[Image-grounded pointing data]
Segment Open

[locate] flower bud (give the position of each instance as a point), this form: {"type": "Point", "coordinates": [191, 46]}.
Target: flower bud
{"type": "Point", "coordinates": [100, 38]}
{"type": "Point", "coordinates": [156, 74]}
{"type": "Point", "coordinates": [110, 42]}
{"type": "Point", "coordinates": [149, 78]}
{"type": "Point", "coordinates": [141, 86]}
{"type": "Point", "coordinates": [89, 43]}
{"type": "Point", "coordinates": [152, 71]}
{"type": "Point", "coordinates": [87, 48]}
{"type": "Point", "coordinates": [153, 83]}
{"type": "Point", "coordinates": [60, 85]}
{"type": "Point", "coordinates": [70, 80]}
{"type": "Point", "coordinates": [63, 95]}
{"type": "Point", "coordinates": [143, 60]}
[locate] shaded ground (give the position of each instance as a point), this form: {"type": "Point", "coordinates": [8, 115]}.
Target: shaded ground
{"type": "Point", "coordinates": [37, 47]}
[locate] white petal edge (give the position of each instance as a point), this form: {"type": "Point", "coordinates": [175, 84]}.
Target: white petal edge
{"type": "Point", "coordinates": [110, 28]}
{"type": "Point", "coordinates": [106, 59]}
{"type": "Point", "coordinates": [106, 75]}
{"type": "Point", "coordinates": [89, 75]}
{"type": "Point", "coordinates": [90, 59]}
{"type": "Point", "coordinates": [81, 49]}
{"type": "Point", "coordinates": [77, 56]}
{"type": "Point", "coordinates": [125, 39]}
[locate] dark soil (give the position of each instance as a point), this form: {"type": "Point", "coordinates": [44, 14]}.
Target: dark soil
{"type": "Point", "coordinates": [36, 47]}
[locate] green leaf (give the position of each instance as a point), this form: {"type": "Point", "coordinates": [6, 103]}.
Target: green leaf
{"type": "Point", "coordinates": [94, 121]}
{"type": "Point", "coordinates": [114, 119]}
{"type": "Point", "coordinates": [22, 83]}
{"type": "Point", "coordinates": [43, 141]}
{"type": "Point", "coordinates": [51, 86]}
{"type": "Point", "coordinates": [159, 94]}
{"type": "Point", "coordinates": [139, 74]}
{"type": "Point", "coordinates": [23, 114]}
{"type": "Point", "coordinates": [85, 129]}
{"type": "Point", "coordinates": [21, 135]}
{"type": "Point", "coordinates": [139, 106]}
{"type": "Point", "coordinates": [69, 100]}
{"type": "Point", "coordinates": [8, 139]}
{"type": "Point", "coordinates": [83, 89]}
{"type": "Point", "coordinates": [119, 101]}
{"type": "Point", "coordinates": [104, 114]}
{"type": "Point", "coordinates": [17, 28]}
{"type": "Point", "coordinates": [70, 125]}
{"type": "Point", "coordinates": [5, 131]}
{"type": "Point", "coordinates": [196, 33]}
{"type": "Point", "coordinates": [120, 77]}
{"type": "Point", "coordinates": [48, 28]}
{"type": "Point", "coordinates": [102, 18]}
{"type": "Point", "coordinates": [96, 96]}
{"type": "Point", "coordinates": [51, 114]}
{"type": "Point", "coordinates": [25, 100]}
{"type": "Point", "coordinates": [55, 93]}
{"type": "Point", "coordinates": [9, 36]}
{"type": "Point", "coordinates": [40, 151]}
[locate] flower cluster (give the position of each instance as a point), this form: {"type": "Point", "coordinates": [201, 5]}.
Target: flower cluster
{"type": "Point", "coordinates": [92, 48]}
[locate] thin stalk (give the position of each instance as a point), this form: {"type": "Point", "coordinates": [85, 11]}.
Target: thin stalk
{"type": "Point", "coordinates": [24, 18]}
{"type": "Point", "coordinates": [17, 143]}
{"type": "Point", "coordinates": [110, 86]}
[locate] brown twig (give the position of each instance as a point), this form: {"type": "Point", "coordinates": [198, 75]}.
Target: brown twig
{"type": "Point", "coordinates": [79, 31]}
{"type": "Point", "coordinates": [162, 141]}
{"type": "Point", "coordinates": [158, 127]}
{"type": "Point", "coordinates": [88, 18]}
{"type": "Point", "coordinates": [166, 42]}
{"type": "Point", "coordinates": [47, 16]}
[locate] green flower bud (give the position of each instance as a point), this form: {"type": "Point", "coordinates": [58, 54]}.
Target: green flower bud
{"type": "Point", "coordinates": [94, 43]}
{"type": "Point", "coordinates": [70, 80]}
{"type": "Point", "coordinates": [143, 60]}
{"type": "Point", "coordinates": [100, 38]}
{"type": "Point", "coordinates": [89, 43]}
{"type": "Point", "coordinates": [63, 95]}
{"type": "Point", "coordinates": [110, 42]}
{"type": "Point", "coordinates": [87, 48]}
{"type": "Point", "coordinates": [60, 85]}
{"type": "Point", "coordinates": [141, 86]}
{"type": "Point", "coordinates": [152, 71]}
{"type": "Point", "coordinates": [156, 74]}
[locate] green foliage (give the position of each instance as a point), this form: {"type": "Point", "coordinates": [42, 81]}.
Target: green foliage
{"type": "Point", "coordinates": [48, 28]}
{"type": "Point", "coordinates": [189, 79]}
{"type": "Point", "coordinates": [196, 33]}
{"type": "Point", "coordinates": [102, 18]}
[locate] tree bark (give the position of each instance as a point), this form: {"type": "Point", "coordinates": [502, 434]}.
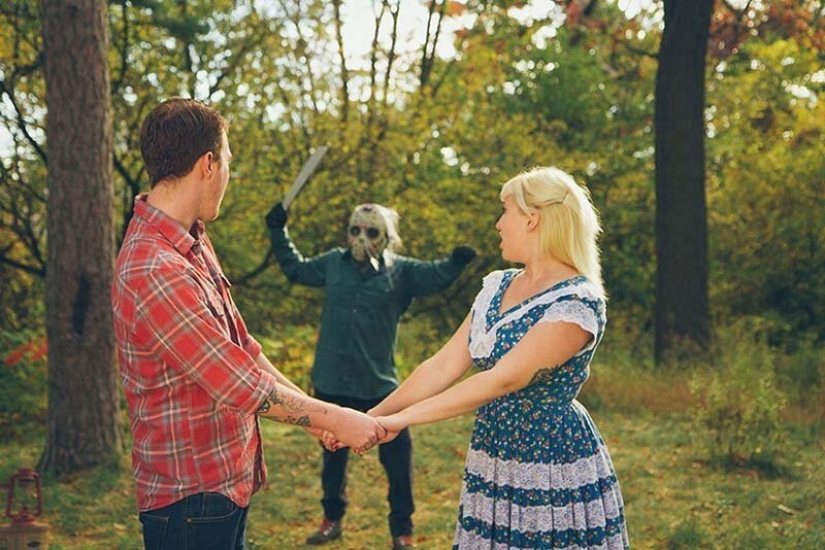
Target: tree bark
{"type": "Point", "coordinates": [682, 312]}
{"type": "Point", "coordinates": [83, 419]}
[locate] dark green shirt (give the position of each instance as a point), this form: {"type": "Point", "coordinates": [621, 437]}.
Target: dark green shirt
{"type": "Point", "coordinates": [354, 356]}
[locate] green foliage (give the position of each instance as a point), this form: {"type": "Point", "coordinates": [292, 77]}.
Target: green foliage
{"type": "Point", "coordinates": [767, 180]}
{"type": "Point", "coordinates": [23, 388]}
{"type": "Point", "coordinates": [739, 405]}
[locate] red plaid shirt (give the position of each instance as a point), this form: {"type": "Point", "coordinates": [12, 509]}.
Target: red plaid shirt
{"type": "Point", "coordinates": [188, 366]}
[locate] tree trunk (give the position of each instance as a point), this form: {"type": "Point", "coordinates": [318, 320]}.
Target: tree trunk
{"type": "Point", "coordinates": [83, 419]}
{"type": "Point", "coordinates": [682, 313]}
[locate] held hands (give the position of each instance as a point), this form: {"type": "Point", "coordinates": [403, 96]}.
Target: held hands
{"type": "Point", "coordinates": [276, 218]}
{"type": "Point", "coordinates": [356, 430]}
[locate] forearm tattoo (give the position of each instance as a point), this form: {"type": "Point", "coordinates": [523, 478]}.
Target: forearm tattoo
{"type": "Point", "coordinates": [542, 375]}
{"type": "Point", "coordinates": [297, 412]}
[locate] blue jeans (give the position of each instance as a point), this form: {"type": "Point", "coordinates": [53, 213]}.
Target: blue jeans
{"type": "Point", "coordinates": [201, 521]}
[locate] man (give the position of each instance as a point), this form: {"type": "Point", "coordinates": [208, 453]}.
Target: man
{"type": "Point", "coordinates": [367, 289]}
{"type": "Point", "coordinates": [195, 380]}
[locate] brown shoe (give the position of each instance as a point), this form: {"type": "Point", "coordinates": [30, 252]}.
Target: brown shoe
{"type": "Point", "coordinates": [329, 530]}
{"type": "Point", "coordinates": [404, 542]}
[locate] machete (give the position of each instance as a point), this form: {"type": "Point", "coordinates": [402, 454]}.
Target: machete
{"type": "Point", "coordinates": [307, 170]}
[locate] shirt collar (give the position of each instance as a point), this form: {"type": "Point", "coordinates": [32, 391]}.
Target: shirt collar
{"type": "Point", "coordinates": [172, 231]}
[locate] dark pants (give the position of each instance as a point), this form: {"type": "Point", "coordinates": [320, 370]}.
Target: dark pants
{"type": "Point", "coordinates": [395, 457]}
{"type": "Point", "coordinates": [201, 521]}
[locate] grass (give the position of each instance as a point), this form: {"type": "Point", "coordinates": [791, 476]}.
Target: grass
{"type": "Point", "coordinates": [676, 496]}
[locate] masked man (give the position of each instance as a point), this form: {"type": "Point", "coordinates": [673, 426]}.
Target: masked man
{"type": "Point", "coordinates": [367, 289]}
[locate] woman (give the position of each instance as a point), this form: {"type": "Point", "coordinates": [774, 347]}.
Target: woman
{"type": "Point", "coordinates": [538, 473]}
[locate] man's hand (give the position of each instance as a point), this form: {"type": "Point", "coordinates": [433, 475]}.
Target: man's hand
{"type": "Point", "coordinates": [392, 427]}
{"type": "Point", "coordinates": [463, 254]}
{"type": "Point", "coordinates": [276, 219]}
{"type": "Point", "coordinates": [357, 431]}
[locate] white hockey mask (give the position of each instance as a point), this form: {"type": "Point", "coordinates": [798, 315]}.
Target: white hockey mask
{"type": "Point", "coordinates": [367, 234]}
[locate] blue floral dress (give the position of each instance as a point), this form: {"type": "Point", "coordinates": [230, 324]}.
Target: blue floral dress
{"type": "Point", "coordinates": [538, 473]}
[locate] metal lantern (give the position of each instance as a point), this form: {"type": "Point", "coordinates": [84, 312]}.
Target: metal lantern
{"type": "Point", "coordinates": [24, 504]}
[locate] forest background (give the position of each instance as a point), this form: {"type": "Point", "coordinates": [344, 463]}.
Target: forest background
{"type": "Point", "coordinates": [430, 120]}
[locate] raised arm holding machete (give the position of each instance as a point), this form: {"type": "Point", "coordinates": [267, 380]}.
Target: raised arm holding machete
{"type": "Point", "coordinates": [367, 287]}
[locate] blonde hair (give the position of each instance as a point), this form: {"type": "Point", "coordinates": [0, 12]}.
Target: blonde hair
{"type": "Point", "coordinates": [569, 226]}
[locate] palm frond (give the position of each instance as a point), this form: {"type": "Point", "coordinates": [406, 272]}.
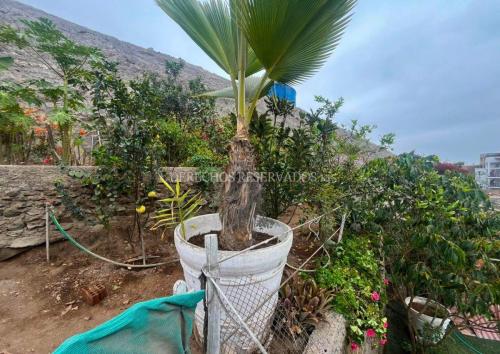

Segment Closed

- **Problem**
Give back exactly the lines above, from the line containing "Target: tree bark" through the line containing "[locate] tree trunk", with both end lines and nothing more.

- **Output below**
Target: tree bark
{"type": "Point", "coordinates": [682, 312]}
{"type": "Point", "coordinates": [83, 419]}
[locate] dark green shirt (give the position of each instance as a point), this form: {"type": "Point", "coordinates": [621, 437]}.
Target: dark green shirt
{"type": "Point", "coordinates": [354, 356]}
[locate] green foliage (give the position of each instance as a point), this form: {"type": "Point", "coordinates": [292, 77]}.
Target: green foliage
{"type": "Point", "coordinates": [767, 180]}
{"type": "Point", "coordinates": [23, 388]}
{"type": "Point", "coordinates": [739, 405]}
[locate] red plaid shirt (give the position of each instance as a point), this form: {"type": "Point", "coordinates": [12, 509]}.
Target: red plaid shirt
{"type": "Point", "coordinates": [188, 366]}
[locate] tree trunk (give the position of each instance as a point), this form: {"type": "Point", "coordinates": [318, 320]}.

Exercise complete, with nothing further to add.